----- Records provided

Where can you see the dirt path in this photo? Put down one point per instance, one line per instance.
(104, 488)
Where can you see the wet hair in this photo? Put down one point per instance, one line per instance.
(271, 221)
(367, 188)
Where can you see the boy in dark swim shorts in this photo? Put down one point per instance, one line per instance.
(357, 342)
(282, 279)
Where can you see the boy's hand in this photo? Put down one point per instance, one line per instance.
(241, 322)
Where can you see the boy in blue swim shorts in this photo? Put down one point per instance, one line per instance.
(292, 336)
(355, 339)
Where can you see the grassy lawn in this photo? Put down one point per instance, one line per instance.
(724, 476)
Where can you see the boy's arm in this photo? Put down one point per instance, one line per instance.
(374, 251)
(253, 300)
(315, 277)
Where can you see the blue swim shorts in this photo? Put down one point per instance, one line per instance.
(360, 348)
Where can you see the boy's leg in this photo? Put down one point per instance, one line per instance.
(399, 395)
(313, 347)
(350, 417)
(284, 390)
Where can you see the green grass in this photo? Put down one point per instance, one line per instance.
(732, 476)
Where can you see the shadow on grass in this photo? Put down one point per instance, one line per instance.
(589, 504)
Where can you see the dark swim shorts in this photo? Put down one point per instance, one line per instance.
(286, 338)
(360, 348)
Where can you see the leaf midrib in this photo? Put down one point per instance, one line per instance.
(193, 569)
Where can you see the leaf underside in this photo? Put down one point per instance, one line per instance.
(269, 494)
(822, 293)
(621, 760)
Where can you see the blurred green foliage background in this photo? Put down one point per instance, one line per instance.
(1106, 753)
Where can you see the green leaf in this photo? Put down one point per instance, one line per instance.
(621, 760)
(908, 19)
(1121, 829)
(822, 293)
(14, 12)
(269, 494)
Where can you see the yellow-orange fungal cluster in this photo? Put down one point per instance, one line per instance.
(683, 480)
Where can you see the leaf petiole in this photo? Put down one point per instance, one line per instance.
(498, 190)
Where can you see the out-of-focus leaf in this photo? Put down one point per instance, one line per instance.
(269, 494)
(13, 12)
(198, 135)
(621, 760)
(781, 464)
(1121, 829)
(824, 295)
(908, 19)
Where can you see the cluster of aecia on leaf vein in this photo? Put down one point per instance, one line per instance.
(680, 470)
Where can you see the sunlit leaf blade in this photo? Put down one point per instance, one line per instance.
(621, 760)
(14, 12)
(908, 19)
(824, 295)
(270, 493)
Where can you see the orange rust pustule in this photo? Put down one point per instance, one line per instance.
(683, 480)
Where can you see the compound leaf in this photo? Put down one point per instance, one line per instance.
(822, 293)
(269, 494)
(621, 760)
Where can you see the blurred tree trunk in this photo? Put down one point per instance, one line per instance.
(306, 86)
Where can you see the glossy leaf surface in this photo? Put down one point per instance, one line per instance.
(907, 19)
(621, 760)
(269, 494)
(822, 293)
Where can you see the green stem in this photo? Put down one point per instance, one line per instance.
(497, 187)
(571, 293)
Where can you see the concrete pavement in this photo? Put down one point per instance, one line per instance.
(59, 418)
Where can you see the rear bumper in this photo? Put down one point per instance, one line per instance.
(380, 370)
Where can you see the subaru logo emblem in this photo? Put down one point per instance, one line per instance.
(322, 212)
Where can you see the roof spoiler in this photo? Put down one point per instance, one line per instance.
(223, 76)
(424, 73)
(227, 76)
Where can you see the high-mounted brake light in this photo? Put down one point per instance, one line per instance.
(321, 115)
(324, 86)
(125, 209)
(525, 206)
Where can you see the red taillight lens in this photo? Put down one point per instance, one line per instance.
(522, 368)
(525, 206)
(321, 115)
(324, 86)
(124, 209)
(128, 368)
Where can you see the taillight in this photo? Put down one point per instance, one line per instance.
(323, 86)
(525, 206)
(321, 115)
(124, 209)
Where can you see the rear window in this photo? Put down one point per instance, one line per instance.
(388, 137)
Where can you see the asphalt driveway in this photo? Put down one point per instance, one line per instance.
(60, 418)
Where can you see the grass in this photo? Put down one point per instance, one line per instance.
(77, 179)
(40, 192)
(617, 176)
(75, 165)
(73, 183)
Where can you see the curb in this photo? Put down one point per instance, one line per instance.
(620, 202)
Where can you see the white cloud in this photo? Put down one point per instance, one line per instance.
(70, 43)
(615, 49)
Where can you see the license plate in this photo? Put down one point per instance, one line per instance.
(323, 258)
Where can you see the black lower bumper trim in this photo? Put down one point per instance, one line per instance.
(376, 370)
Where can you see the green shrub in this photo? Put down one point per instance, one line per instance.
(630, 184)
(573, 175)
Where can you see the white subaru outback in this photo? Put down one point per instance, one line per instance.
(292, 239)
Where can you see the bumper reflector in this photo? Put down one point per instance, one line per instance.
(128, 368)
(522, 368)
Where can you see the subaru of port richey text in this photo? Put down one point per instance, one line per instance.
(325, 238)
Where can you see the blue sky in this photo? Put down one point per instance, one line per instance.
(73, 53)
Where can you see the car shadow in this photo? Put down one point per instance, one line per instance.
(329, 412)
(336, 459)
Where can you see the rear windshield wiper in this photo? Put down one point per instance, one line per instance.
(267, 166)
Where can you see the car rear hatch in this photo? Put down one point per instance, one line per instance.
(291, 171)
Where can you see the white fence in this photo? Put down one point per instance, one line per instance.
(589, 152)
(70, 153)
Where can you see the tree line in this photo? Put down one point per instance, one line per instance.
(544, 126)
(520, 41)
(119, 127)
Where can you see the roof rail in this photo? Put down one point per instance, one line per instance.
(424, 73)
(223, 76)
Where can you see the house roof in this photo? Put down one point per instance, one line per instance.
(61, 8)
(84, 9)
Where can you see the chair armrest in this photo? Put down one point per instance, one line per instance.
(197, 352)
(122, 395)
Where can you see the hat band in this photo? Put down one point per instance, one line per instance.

----------

Stated goal: Please set down all the data word for word.

Result of the exercise:
Where can you see the dirt path in this photo? Put down one point per instance, one line per instance.
(104, 488)
Where can you see the wet hair in this photo? Put down one point per instance, one line per instance.
(271, 221)
(367, 188)
Where can you see the boy in dark swim shorts in this photo? Put down one point per instance, one line per instance.
(357, 342)
(282, 279)
Where can you see the boy's hand in this photo? Put down one point per instance, one line per instance.
(241, 322)
Where can you see the boy in blue swim shorts in this photo? Put down one point per instance, one line per instance.
(292, 336)
(355, 339)
Where can you see the grassy lawn in this photo? Put down one point per instance, one line per instance.
(724, 476)
Where can you see the boy's arm in this photo? Put down one point per instance, one line per instance.
(374, 251)
(253, 300)
(315, 277)
Where can you see the blue swim shorts in this photo? Put down one point per instance, one line per instance.
(360, 348)
Where can you see the boy's leg in this photo? Put down one point per instance, one line per instance.
(399, 395)
(313, 347)
(350, 417)
(284, 390)
Where can you see the green grass in this photo? Put down one point per instance, one line per instance.
(732, 476)
Where can you see the shadow on grass in this photo? Put down one point per instance, one line per instance.
(589, 504)
Where can you see the dark swim shorts in this photo? Put down one point per instance, one line per instance.
(286, 338)
(360, 348)
Where can you see the leaf midrib in this photo? Put down one point per instance, one line per instance.
(193, 569)
Where can you see the leaf underside in this photo? Put down one point per instance, one line per instance.
(269, 494)
(822, 293)
(621, 760)
Where can you see the blurred green foliage background in this photo? Put down one point per instance, one line per instance.
(1106, 753)
Where can you see the green leaf in this photo? Put down one point per instance, one line per instance.
(621, 760)
(908, 19)
(1121, 829)
(822, 293)
(14, 12)
(269, 494)
Where can you see the yellow-orange fungal cluster in this photo? Put down one point per instance, one line per instance.
(683, 480)
Where can you see the leaf petiole in this photo? Put down one point per instance, one line per instance.
(498, 190)
Where can you see the out-of-focus leaf in this photo? Put down one point per instance, one line per instance.
(269, 494)
(13, 12)
(198, 135)
(621, 760)
(781, 464)
(1121, 829)
(824, 295)
(908, 19)
Where can you see the cluster of aecia on leaf vein in this photo? Put down one point per instance, one line per instance.
(680, 470)
Where can you see the sunlit leaf blade in this photo? Put down one point per instance, one line per instance.
(621, 760)
(14, 12)
(908, 19)
(824, 295)
(270, 493)
Where can you see the orange rust pustule in this photo? Put down one point per instance, one line per instance.
(683, 480)
Where can you see the compound leaf in this photo? Put down one point per instance, one line per instance.
(822, 293)
(269, 494)
(621, 760)
Where can you see the blurred tree trunk in this photo? Put down one point per instance, one line per instance.
(306, 86)
Where can you see the glossy leaf surface in this photo? Put down one point per instance, one line per instance.
(907, 19)
(621, 760)
(269, 494)
(822, 293)
Where can you see the green stem in this photo? Put down one point per instance, one line per instance.
(497, 187)
(571, 293)
Where can you see the concrete pavement in this photo? Put down one point per instance, one line per instance.
(59, 418)
Where can you see the rear bumper in this photo? Put down one point per instance, one line per instance.
(380, 370)
Where can you see the subaru logo emblem in this photo? Put down one point per instance, one line per instance.
(322, 212)
Where can you see the roof spoiler in this photo? Put down one point per instance, one line per instance.
(223, 76)
(424, 73)
(227, 76)
Where can you see the high-mounted brake light in this photo? Put down one point per instance, one line per instance.
(321, 115)
(324, 86)
(125, 209)
(525, 206)
Where can you see the red taillight lens in this photo? Put down one point per instance, one line per instance.
(522, 368)
(525, 206)
(321, 115)
(324, 86)
(124, 209)
(128, 368)
Where can you see the taillight in this photo? Put down one point per instance, one line per instance.
(323, 86)
(525, 206)
(321, 115)
(124, 209)
Where can you see the rear window in this photo? Put down one point per instance, one line per instance.
(388, 137)
Where can you see the asphalt driveway in this photo? Put down one point per instance, one line per instance.
(60, 418)
Where can you see the grass in this photo? Put down one point per instance, one line per instance.
(77, 179)
(40, 192)
(617, 176)
(75, 165)
(73, 183)
Where can you see the curb in this photo? Put down one point per instance, one line per instance.
(620, 202)
Where can you see the white cloud in this photo? Put down one point per instance, one line per instance.
(70, 43)
(615, 49)
Where can you see the license plate in this photo? Put down one point per instance, one line per instance.
(323, 258)
Where can you see the black lower bumper trim in this photo? Put down one point per instance, one line per instance.
(376, 370)
Where can you see the green shrub in this photo? Put down one point per instance, one line per instance.
(630, 184)
(573, 175)
Where can you see the white subaru outback in this photo? Put down one point per instance, one line per instance.
(292, 239)
Where can you see the bumper reflector in this photo? Put down one point per instance, one line per instance.
(128, 368)
(522, 368)
Where can you see the subaru of port richey text in this photo? Put down one point per instance, one line per instance.
(325, 238)
Where can you see the blue sky in this photo? Put down one point per instance, one line per instance.
(73, 53)
Where can you see the car shadow in this photo? Put down one point per instance, one line per instance.
(329, 412)
(336, 459)
Where can you see the rear windshield wiper in this photo? Put down one point per instance, one line per instance.
(267, 166)
Where can you see the car rear hatch in this photo? Put down one point per instance, one line per instance.
(291, 171)
Where can you see the white fence in this photo? Put down one point per instance, one line per instance.
(589, 152)
(70, 153)
Where can you see the tree line in this photo? Put down one point per instance, one line per instance.
(544, 126)
(520, 41)
(119, 127)
Where can you see the roof rail in this photo? Put down one point per instance, one line per instance.
(424, 73)
(223, 76)
Where can you see the house roof in this photo? Put down one point per instance, one line per instance.
(61, 8)
(84, 9)
Where can you see the chair armrest in this photo? Put down one point per instance, one line per instance.
(197, 352)
(122, 395)
Where can you see the hat band in this photo? Put down one point per instance, one line per instance.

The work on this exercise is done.